## To do
Rewrite the rows from the start up to and including the line with "point(148, 133)", changing every "photograph" to "image" and keeping all else as it stands. Omit the pictures.

── Input ──

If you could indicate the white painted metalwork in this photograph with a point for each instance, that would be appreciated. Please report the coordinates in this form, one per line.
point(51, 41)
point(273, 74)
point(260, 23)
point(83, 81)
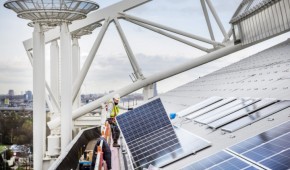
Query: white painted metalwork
point(55, 71)
point(48, 14)
point(207, 19)
point(75, 67)
point(133, 61)
point(52, 12)
point(81, 76)
point(257, 20)
point(66, 88)
point(38, 96)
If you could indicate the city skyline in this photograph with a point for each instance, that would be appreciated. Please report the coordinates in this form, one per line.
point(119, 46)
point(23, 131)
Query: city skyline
point(153, 51)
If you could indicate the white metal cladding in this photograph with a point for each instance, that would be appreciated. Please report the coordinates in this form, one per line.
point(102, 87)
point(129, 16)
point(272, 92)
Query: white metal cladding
point(198, 106)
point(210, 108)
point(261, 20)
point(243, 112)
point(263, 75)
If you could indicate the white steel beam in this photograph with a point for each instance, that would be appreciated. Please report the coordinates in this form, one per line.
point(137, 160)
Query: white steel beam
point(39, 112)
point(66, 87)
point(169, 35)
point(75, 68)
point(216, 17)
point(203, 5)
point(96, 16)
point(82, 74)
point(54, 70)
point(171, 29)
point(152, 79)
point(129, 52)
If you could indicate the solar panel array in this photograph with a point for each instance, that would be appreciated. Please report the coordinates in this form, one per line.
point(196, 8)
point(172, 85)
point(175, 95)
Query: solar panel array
point(220, 160)
point(270, 149)
point(151, 138)
point(148, 133)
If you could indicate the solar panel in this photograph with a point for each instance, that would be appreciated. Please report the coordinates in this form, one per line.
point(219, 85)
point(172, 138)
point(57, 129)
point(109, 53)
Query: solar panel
point(151, 138)
point(240, 113)
point(220, 160)
point(270, 149)
point(245, 121)
point(198, 106)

───

## Exercise response
If you could indicate the white painted metalwork in this image with a point for each instance, that would be appreciated. Please report the coordinates in this form, one per line.
point(51, 41)
point(273, 74)
point(260, 23)
point(83, 81)
Query: white painted metalwork
point(55, 71)
point(48, 14)
point(207, 19)
point(75, 67)
point(133, 61)
point(52, 12)
point(81, 76)
point(257, 20)
point(66, 88)
point(38, 96)
If you could indicate the city skyline in this image with a point for each instance, that would be appreciated. Please report the coordinates in this form, one per line.
point(119, 46)
point(23, 131)
Query: city skyline
point(153, 51)
If you could indicate the white metal cladding in this image with a point for each instance, that would be appreciated. Please report the coordinates in this form, one per line.
point(102, 87)
point(129, 16)
point(272, 92)
Query: white metal cladding
point(198, 106)
point(210, 108)
point(261, 20)
point(243, 112)
point(263, 75)
If you could indicate the white steel beam in this image with a point for each instance, that would be appreciated. Please report the coordinates in this form, one per line.
point(137, 160)
Query: white steel beam
point(39, 112)
point(66, 87)
point(169, 35)
point(75, 68)
point(216, 17)
point(203, 5)
point(96, 16)
point(82, 74)
point(54, 70)
point(171, 29)
point(152, 79)
point(129, 52)
If you could indicate the solar panel array in this image with a point for each instance, that would be appreciated. Please report the coordinates in this form, one per line.
point(196, 8)
point(172, 85)
point(175, 95)
Query: solar panel array
point(220, 160)
point(270, 149)
point(151, 138)
point(148, 133)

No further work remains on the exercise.